You can combine this data with the previously collected data:
# Helper function
splitem <- function(x){
if(length(x) == 0) { NA } else {
if(length(x) > 1) paste0(x, collapse = ", ") else x
}
}
articles$data$countries <- sapply(countries, splitem)
head(articles$data)
#> id
#> 1 10.1371/journal.pone.0095870
#> 2 10.1371/journal.pone.0110535
#> 3 10.1371/journal.pone.0110991
#> 4 10.1371/journal.pone.0111234
#> 5 10.1371/journal.pone.0111388
#> author_affiliate
#> 1 Institute of Epidemiology and Preventive Medicine, College of Public Health, National Taiwan University, Taipei, Taiwan; Department of Clinical Laboratory Sciences and Medical Biotechnology, College of Medicine, National Taiwan University, Taipei, Taiwan; Department of Gastroenterology, Ren-Ai Branch, Taipei City Hospital, Taipei, Taiwan; Division of Gastroenterology, Department of Internal Medicine, National Taiwan University Hospital and National Taiwan University College of Medicine, Taipei, Taiwan; Liver Research Unit, Chang Gung Memorial Hospital, Chang Gung University College of Medicine, Taipei, Taiwan; Division of Gastroenterology, Department of Medicine, Taipei Veterans General Hospital, Taipei, Taiwan; Cheng Hsin General Hospital, Taipei, Taiwan
#> 2 Durham Nephrology Associates, Durham, North Carolina, United States of America; Scientific Activities Department, The National Kidney Foundation, Inc., New York, New York, United States of America; Covance Inc., Princeton, New Jersey, United States of America; Departments of Medicine and Population Health Sciences, University of Wisconsin School of Medicine and Public Health, Madison, Wisconsin, United States of America; Department of Family Medicine, University at Buffalo, Buffalo, New York, United States of America; Baylor Health Care System, Baylor Heart and Vascular Institute, Dallas, Texas, United States of America; Department of Medicine, Division of Nephrology, Icahn School of Medicine at Mount Sinai, New York, New York, United States of America
#> 3 State Key Laboratory of Electronic Thin Films and Integrated Devices, School of Microelectronics and Solid-State electronics, University of Electronic Science and Technology of China, Sichuan, China; Electrical and Computer Engineering, Kaiserslautern University of Technology, Kaiserslautern German Gottlieb-Daimler-Strabe, Kaiserslautern, Germany
#> 4 SB RAS Institute of Chemical Biology and Fundamental Medicine, Novosibirsk, Russia; Pacific Institute of Bioorganic Chemistry, Far East Division, Russian Academy of Sciences, Vladivostok, Russia; Novosibirsk State University, Novosibirsk, Russia
#> 5 CONICET, Consejo Nacional de Investigaciones Científicas y Técnicas, Ciudad Autónoma de Buenos Aires, Buenos Aires, Argentina; INGEO, Instituto de Geología, Facultad de Ciencias Exactas, Físicas y Naturales, Universidad Nacional de San Juan, San Juan, San Juan, Argentina; School of Geography, Earth and Environmental Sciences, University of Birmingham, Birmingham, West Midlands, United Kingdom
#> countries
#> 1 <NA>
#> 2 Jersey, United States
#> 3 China, Germany
#> 4 <NA>
#> 5 Argentina, United Kingdom
Bigger data set
Okay, cool, lets do it on a bigger data set, and this time, we’ll get another variable counter_total_all
, which is the combination of page views/pdf downloads for each article. This will allow us to ask Is number of countries included in the authors related to page views?. I have no idea if this question makes sense, but nonetheless, it is a question :)

= = =

* **WORK ITEM**:
Reproduce word for word the stretch of the R tutorial excerpt from "You can combine" through "head(articles$data)". Rely only on the R tutorial excerpt.

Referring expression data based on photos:
= = =

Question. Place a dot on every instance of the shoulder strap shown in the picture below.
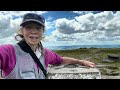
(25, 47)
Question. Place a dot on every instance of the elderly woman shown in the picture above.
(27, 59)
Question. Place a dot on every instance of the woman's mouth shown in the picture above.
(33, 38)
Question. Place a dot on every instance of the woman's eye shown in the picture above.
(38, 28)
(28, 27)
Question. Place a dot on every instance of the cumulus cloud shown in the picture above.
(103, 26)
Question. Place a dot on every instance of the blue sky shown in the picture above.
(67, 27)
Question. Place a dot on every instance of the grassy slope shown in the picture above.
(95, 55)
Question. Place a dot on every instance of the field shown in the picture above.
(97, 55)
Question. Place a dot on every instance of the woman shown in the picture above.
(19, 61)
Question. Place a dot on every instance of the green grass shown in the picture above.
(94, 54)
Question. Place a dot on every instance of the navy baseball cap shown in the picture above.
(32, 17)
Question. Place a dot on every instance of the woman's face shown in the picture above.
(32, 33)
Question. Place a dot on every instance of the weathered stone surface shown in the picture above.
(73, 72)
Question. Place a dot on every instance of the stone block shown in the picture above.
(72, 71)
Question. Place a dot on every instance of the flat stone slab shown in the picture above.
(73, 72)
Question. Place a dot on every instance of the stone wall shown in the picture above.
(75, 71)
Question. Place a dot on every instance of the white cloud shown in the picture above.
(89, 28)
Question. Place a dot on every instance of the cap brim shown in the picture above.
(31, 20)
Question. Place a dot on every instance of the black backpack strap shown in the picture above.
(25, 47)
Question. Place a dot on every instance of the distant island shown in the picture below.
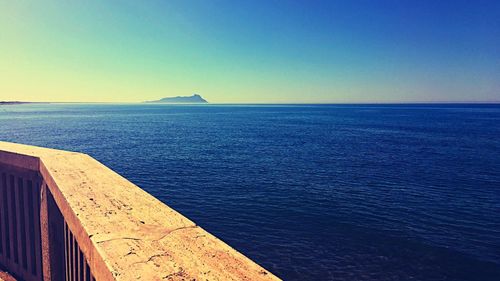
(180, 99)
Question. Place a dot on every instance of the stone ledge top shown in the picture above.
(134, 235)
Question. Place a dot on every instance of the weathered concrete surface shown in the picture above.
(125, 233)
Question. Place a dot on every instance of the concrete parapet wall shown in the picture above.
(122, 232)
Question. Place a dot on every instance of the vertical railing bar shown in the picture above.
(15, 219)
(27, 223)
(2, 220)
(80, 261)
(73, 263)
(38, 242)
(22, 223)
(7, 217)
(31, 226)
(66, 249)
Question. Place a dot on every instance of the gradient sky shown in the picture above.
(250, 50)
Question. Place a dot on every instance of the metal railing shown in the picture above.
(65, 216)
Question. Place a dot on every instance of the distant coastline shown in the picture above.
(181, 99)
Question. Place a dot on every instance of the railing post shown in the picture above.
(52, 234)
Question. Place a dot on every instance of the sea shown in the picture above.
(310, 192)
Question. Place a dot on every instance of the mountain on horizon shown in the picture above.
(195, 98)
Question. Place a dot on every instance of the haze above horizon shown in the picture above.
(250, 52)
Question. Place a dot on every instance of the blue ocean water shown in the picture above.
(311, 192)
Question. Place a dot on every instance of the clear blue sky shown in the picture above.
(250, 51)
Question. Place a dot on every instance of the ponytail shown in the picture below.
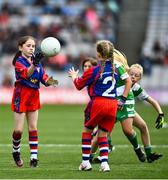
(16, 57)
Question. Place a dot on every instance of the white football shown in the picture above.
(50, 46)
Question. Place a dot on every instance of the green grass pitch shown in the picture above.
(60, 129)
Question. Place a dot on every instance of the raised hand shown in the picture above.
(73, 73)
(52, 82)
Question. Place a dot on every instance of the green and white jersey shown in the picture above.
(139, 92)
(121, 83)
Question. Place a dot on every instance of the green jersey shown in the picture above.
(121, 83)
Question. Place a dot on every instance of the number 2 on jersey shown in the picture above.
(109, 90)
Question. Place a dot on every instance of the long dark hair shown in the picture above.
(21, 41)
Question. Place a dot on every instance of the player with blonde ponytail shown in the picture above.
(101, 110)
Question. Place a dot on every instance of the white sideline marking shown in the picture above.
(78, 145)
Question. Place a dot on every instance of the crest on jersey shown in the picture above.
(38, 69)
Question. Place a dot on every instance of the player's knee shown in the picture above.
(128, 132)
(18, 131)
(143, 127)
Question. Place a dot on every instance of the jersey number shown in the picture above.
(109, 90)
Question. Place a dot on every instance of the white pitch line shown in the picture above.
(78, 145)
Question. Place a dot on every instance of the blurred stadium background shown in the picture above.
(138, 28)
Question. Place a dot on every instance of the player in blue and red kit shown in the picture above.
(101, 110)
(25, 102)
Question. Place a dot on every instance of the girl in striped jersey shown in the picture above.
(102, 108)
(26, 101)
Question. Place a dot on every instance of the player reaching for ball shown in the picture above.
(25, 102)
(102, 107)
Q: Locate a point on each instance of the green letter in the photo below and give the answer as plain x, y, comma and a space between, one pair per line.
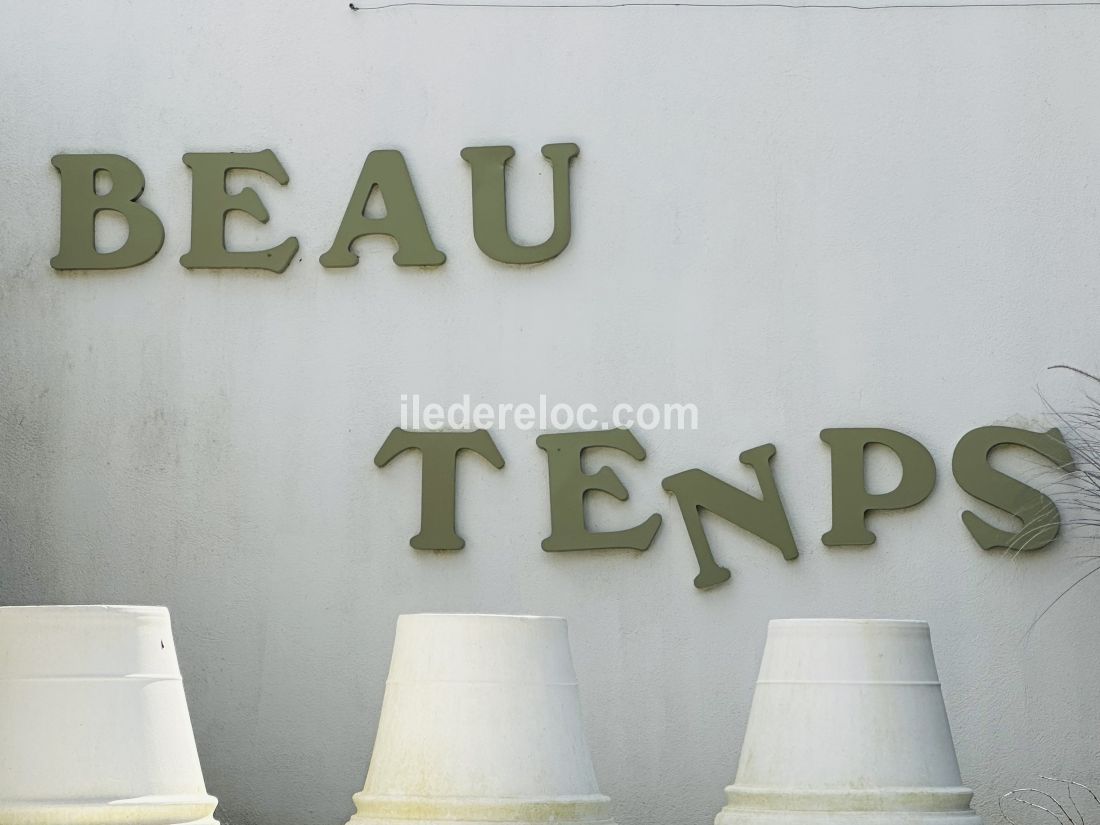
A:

= = =

* **ANSWER FOR THIS EXERCISE**:
You can combine this data with the previously collected data:
# Helper function
splitem <- function(x){
if(length(x) == 0) { NA } else {
if(length(x) > 1) paste0(x, collapse = ", ") else x
}
}
articles$data$countries <- sapply(countries, splitem)
head(articles$data)